Extrait du texte →

▼

On the Road
Le réalisateur français relance la machine à idées, trois ans après avoir adapté L’écume des jours de Boris Vian, et principalement reconnu pour son Eternal Sunshine of the Spotless Mind, le cinéaste se tourne aujourd’hui vers la comédie initiatique et itinérante, à mi chemin entre le road movie et le buddie movie : Ambiance weirdo, décors champêtres, Michel Gondry signe un film personnel, au potentiel comique évident, mais qui ne dépasse pas son statut de film estival, modeste mais très agréable.
Les histoires de vilains petits canards, d’exclus, de marginaux ne sont pas d’un genre nouveau dans les cours de récré, et lorsque l’on voit l’inventivité excentrique de Gondry on imagine ce que l’école, dans sa férocité, a pu lui imposer durant son enfance. Le réalisateur s’inspire de sa différence, et insuffle, pour rendre sa fiction romanesque, des airs d’aventures, fougueuses et enfantines. Si le monde de l’adolescence passionne, obsède parfois, Gondry le dépeint de belle manière, entre la mélancolie de l’enfance, et la peur curieuse d’une vie d’adulte où s’affronte le sexe, la mort, et les autres. Le film met en scène deux collégiens, le premier, petit, chétif, discret, peintre ; le second, fils d’immigrée et d’alcoolique, mécanicien et philosophe à ses heures perdues. L’un est « microbe », l’autre est « Gasoil ». Seule leur différence les rapproche à première vue, mais ils se prennent d’affections, poussés par une solitude imposée, mais surtout grâce à leurs esprits, aussi compatissants que compatibles.

▲

Données fournies →

▼

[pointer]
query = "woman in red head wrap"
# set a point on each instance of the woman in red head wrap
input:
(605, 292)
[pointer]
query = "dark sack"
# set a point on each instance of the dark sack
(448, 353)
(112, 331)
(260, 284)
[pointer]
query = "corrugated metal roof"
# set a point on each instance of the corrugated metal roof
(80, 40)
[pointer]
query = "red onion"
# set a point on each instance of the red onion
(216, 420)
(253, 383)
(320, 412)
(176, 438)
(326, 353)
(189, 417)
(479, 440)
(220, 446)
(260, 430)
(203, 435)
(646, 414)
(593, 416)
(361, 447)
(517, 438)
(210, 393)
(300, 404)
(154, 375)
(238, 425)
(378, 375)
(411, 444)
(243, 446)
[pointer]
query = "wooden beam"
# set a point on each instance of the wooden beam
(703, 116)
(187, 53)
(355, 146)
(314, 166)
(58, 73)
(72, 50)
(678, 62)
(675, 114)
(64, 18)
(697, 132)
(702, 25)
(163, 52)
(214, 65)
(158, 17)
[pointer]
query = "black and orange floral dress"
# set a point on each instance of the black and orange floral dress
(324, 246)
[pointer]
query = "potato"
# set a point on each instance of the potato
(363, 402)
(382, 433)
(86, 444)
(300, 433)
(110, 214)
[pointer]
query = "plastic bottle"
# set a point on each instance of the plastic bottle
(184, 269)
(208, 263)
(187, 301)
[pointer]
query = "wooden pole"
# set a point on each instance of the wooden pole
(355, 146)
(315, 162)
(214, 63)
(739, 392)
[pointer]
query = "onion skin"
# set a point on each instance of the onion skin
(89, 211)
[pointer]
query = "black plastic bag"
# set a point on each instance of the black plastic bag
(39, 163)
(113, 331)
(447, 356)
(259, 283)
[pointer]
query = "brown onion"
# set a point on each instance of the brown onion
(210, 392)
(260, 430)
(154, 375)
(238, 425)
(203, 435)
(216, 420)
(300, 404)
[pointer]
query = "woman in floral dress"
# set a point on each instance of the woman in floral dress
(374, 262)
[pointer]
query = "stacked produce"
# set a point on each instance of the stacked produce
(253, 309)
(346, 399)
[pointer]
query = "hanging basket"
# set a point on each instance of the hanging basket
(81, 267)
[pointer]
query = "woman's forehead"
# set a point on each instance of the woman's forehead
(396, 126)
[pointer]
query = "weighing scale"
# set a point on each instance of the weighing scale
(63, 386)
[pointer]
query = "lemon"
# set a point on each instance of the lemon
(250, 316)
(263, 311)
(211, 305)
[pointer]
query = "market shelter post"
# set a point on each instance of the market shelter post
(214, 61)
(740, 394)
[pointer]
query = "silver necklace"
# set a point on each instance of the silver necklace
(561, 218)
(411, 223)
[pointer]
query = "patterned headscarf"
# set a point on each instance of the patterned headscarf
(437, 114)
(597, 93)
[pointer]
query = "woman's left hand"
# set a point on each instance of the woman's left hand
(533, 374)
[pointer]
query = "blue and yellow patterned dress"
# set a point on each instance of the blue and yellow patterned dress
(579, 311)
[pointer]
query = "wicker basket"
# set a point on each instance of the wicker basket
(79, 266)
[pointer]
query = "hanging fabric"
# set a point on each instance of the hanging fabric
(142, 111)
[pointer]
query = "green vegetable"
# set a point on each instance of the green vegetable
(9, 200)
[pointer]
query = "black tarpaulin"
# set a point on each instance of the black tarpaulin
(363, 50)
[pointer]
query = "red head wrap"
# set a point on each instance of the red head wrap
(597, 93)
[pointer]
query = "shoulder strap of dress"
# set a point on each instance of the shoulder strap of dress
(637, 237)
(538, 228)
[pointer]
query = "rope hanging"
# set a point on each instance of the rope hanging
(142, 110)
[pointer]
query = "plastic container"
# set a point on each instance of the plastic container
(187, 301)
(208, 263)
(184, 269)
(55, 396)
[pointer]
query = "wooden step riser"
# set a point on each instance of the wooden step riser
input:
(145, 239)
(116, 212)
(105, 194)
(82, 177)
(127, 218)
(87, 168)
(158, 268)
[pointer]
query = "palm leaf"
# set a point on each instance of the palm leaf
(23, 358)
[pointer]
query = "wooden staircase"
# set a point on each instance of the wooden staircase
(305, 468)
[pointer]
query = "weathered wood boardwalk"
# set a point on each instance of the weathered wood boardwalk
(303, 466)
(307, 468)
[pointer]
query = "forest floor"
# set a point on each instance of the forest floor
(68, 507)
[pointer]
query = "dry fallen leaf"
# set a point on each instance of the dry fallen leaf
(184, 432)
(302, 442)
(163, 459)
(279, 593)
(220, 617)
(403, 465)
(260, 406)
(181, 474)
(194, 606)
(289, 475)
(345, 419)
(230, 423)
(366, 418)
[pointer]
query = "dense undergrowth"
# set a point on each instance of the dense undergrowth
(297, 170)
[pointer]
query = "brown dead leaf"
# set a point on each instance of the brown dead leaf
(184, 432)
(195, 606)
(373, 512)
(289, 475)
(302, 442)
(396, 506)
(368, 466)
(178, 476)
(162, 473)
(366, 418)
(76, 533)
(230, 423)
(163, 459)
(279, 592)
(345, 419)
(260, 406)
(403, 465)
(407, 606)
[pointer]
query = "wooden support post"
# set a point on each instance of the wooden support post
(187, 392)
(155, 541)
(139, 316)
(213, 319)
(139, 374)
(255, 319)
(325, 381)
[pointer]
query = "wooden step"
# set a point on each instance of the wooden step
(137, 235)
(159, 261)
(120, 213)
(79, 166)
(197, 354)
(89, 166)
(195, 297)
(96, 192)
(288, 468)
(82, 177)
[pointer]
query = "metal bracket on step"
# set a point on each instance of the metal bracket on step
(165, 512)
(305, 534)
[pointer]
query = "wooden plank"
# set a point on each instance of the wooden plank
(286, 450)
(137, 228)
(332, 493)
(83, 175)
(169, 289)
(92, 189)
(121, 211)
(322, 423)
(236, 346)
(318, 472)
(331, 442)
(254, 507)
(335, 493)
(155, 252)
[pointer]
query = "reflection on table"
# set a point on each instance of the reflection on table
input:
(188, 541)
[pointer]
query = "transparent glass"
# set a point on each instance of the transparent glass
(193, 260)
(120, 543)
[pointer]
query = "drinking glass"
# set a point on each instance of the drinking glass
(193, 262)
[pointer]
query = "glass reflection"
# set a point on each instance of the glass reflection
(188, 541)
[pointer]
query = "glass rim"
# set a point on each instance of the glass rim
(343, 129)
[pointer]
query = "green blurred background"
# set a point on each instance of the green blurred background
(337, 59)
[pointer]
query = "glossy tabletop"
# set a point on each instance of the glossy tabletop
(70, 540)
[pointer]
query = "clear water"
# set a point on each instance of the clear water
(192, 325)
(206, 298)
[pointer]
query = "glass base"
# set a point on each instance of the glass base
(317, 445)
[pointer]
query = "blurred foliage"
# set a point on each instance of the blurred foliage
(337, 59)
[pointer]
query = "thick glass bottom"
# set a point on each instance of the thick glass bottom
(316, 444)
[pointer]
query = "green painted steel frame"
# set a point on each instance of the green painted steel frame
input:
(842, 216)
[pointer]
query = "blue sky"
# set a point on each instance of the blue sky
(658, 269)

▲

D’après la critique du film de Michel Gondry, quelle œuvre de Boris Vian le réalisateur avait-il adaptée trois ans plus tôt ?

L’écume des jours.